- EXERCISE GOAL -
Line by line, transcribe the data shown below.

[Region pointing data]

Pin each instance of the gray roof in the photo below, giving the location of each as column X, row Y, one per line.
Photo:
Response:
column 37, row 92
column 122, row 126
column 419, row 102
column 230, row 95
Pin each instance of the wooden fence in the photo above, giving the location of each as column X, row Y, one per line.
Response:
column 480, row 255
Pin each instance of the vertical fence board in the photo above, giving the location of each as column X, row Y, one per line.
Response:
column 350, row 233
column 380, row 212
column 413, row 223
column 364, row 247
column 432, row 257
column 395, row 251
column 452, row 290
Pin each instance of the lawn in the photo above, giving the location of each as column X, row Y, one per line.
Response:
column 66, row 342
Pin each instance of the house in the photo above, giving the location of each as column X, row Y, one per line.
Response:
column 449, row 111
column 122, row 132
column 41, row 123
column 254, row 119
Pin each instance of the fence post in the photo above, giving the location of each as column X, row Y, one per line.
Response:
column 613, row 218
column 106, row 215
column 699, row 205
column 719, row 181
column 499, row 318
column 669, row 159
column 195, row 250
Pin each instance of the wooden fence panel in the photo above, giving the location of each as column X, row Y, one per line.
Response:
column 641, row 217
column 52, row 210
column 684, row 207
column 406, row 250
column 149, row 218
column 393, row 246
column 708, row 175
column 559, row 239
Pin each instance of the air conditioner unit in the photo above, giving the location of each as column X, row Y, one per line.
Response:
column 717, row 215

- ANSWER BOX -
Pin each instance of the gray roof in the photo below, giving the location of each as column X, row Y, one per line.
Photo:
Response:
column 37, row 92
column 122, row 126
column 419, row 102
column 230, row 95
Pin each instance of the wooden fence in the photo above, giving the location of each as column X, row Y, one per line.
Response:
column 480, row 255
Pin each instance of the vertical fence board in the photo above, giving the location of each as column X, row Y, one per line.
Response:
column 350, row 233
column 380, row 212
column 413, row 223
column 364, row 247
column 432, row 257
column 395, row 251
column 452, row 290
Pin each instance of the lawn in the photo above, giving the location of each as column X, row Y, one per line.
Response:
column 66, row 342
Pin each instance of the house in the photo above, giving the location of each as column X, row Y, one per line.
Response:
column 449, row 111
column 122, row 132
column 41, row 123
column 254, row 119
Pin each instance of the fence post in the photo above, giving the location of each as column X, row Y, one per line.
Response:
column 613, row 218
column 106, row 215
column 699, row 205
column 719, row 181
column 499, row 318
column 669, row 159
column 195, row 250
Pin each instance of the wooden fence panel in the photo above, giving the location of each as column X, row Y, one per line.
Response:
column 641, row 217
column 52, row 210
column 684, row 207
column 406, row 250
column 149, row 218
column 393, row 246
column 708, row 175
column 559, row 239
Pin each instance of the air conditioner unit in the photo above, giving the location of each as column X, row Y, one per line.
Response:
column 717, row 215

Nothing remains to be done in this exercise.